**Problem statement:**
Everything in the data below is left aside except the lines from the one containing "locate the scattered pasta in the photo above" through the one containing "locate the dried"; repeat those exactly.

**Given records:**
- Opening Delimiter -

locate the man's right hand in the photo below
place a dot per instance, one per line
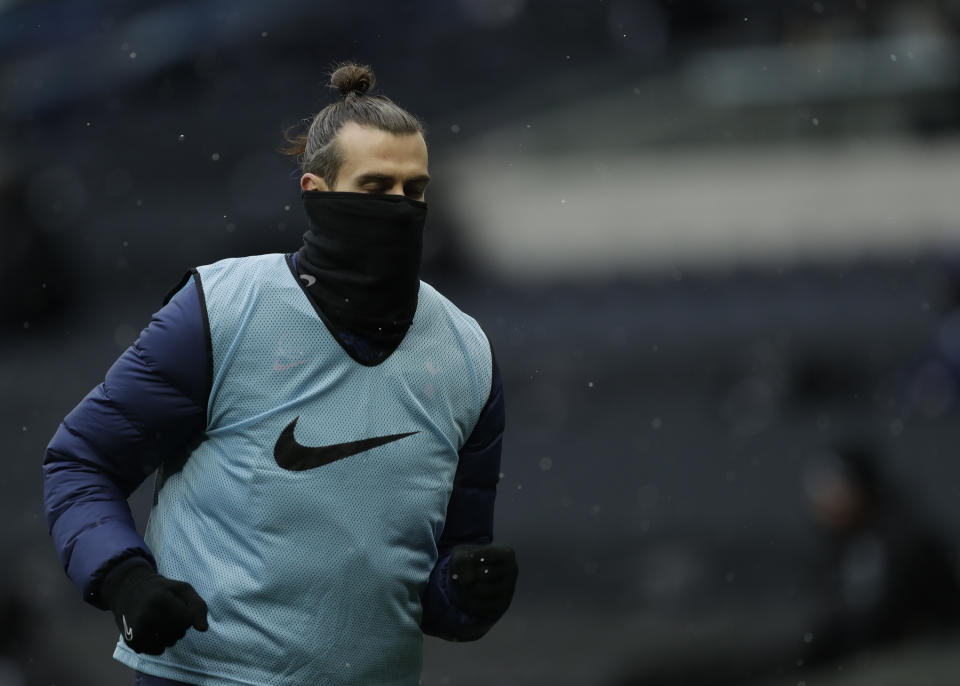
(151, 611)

- Closing Delimiter -
- Opening Delimiter -

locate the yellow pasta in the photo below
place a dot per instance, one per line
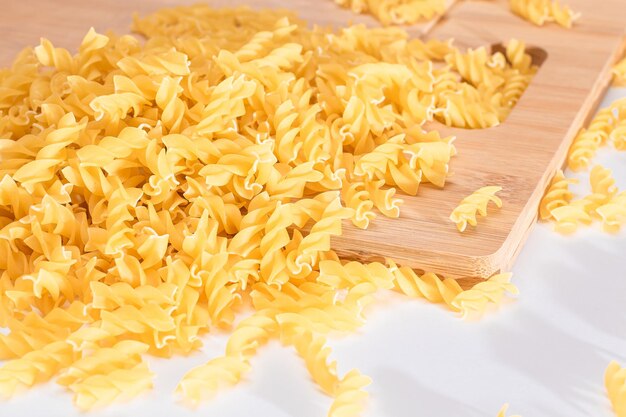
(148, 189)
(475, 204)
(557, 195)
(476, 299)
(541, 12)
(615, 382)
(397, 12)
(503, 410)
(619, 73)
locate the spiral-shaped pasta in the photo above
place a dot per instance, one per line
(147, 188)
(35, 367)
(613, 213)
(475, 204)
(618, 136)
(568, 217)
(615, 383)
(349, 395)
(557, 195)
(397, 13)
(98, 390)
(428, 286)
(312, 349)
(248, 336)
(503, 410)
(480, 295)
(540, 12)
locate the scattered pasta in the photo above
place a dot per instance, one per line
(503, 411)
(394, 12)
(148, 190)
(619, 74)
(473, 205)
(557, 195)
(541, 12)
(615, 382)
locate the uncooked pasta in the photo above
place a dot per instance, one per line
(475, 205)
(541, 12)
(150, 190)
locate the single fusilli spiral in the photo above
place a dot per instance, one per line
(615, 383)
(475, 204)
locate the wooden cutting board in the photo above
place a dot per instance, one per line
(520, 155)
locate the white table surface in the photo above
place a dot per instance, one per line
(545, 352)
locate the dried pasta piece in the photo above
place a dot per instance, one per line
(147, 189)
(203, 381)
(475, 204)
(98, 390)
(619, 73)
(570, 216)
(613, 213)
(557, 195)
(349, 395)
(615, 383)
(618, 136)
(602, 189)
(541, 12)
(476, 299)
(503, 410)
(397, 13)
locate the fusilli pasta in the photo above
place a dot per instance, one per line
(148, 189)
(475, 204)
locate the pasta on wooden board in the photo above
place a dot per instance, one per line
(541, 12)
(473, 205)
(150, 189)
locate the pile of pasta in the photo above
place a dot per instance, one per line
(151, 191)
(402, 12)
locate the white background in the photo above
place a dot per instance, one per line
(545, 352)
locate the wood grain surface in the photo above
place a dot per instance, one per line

- Closing Delimiter -

**Finished task:**
locate the scattered pasta in the photo above
place a dot per instance, one per line
(503, 411)
(394, 12)
(148, 190)
(619, 74)
(473, 205)
(557, 195)
(541, 12)
(615, 382)
locate the uncooked pasta in the photo above
place a dot per instance, one per line
(475, 205)
(541, 12)
(150, 190)
locate the single fusilli spiral in the photo above
place a dot per instance, one per line
(615, 383)
(475, 204)
locate the wooden cutting board in the photo above
place a dot per instance, one per line
(520, 155)
locate the white table surface in the photo above
place a dot per instance, one per line
(545, 352)
locate the dried pasta piece in the photo above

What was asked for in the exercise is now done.